**EXERCISE**.
Copy out each line of the material that includes the word "above".

**DATA FOR THIS EXERCISE**.
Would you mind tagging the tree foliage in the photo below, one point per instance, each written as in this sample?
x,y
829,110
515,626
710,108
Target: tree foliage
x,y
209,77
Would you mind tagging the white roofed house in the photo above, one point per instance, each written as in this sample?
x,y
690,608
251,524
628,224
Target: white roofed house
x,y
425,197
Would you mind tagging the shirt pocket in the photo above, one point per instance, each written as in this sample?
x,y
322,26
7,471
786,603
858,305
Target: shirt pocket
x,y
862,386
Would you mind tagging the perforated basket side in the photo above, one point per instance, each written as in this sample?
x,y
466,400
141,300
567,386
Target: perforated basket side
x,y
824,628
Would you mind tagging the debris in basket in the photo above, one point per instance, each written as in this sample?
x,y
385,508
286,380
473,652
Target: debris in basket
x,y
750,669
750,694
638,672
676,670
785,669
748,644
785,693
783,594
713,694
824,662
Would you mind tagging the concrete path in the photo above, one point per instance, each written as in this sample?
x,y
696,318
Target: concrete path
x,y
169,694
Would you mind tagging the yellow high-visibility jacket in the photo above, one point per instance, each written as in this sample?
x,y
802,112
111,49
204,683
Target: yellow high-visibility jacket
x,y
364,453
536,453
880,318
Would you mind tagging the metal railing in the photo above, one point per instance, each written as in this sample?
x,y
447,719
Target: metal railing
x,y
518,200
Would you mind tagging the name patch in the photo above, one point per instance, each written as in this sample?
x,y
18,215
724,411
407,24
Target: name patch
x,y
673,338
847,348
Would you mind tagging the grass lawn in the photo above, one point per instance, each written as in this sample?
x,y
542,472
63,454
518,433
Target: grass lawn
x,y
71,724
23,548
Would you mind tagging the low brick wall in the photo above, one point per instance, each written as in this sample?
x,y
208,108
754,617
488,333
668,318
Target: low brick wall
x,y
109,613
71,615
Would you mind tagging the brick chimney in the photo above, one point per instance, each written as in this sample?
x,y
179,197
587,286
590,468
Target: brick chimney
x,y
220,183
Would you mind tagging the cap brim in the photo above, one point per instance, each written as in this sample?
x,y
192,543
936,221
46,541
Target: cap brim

**ANSWER SECTION**.
Would you mind tagging the white roofed house in the photo above, one point per instance, each written as in this sample?
Would you mind tagging the shirt pocket in the photo above, one point per instance, each written as in this sample?
Would you mind tagging the perforated basket side in the photo above, one point per instance, each written as in this sample?
Would you mind tagging the debris in basket in the photo above, one point per instance, each written as in this sample?
Would you mind tagging the concrete path in the photo above, one point per instance, each written as in this sample?
Would you mind tagging the yellow high-visibility jacket in the photo above, one point per instance, each written as in this sample?
Would you mind tagging the metal railing in the photo above, one point per instance, each written as in this sample?
Would you mind tagging the name patch in the photo above, one point per instance, each written as in this sample?
Would you mind tagging the grass lawn in the photo above, one point per instance, each written as in this sample?
Would you mind tagging the low brick wall in the photo above, one point per instance, each written as in this sample?
Would you mind tagging the brick chimney in the photo above, one point per instance, each written as in this sample?
Would you mind tagging the cap brim in the photo above, one point per instance, each written as in this sample?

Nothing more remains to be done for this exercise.